[Saved data entries]
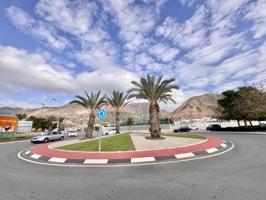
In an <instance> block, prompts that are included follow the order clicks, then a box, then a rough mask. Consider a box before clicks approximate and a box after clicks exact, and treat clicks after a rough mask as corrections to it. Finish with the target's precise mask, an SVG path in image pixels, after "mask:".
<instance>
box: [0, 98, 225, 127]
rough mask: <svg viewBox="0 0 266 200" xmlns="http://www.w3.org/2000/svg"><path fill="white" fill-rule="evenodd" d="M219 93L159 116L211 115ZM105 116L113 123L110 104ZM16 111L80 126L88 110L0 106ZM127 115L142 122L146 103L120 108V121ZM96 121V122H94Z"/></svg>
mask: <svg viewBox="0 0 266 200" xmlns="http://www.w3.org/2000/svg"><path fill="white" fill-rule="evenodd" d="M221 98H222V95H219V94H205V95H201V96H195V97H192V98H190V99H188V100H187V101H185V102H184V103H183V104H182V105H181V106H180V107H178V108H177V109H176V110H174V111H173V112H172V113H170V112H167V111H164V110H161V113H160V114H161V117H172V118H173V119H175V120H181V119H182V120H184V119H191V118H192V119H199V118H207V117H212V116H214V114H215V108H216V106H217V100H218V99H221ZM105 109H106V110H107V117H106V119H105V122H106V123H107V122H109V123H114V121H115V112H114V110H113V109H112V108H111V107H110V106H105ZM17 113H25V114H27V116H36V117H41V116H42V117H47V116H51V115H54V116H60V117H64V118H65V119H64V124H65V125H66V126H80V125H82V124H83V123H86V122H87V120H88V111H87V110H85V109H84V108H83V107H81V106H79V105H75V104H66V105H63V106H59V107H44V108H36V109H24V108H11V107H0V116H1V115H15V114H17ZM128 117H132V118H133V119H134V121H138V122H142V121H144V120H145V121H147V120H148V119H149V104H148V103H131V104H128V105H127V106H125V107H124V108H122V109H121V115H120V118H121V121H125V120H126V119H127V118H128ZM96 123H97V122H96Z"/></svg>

WHAT THIS TASK INVOLVES: Could you write out the records again exactly, omitting each image?

RESULT BELOW:
In an <instance> block, prompts that are included follow the order clicks, then a box, then a rough mask. Consider a box before clicks approximate and a box after clicks exact, and treat clicks after a rough mask as corrections to it. Finish with the target's precise mask, an SVG path in image pixels, after "mask:".
<instance>
box: [0, 98, 225, 127]
rough mask: <svg viewBox="0 0 266 200" xmlns="http://www.w3.org/2000/svg"><path fill="white" fill-rule="evenodd" d="M219 93L159 116L211 115ZM105 116L113 123L110 104ZM16 111L80 126L88 110L0 106ZM127 115L142 122L146 103L120 108V121ZM96 121V122H94Z"/></svg>
mask: <svg viewBox="0 0 266 200" xmlns="http://www.w3.org/2000/svg"><path fill="white" fill-rule="evenodd" d="M221 98H222V95H219V94H205V95H201V96H195V97H192V98H190V99H188V100H187V101H185V102H184V103H183V104H182V105H181V106H180V107H178V108H177V109H176V110H174V111H173V112H172V113H170V112H167V111H164V110H161V113H160V114H161V117H172V118H173V119H175V120H181V119H182V120H184V119H191V118H192V119H199V118H207V117H212V116H214V114H215V108H216V106H217V100H218V99H221ZM105 109H106V110H107V117H106V119H105V122H106V123H107V122H109V123H114V121H115V112H114V110H113V109H112V108H111V107H110V106H105ZM17 113H25V114H27V116H36V117H41V116H42V117H47V116H51V115H54V116H60V117H64V118H65V119H64V124H65V125H66V126H80V125H82V124H83V123H86V122H87V120H88V111H87V110H85V109H84V108H83V107H81V106H79V105H75V104H66V105H63V106H59V107H44V108H36V109H24V108H11V107H0V116H1V115H15V114H17ZM128 117H132V118H133V119H134V121H138V122H142V121H144V120H145V121H147V120H148V119H149V104H148V103H131V104H128V105H127V106H125V107H124V108H122V109H121V115H120V118H121V121H125V120H126V119H127V118H128ZM96 123H97V122H96Z"/></svg>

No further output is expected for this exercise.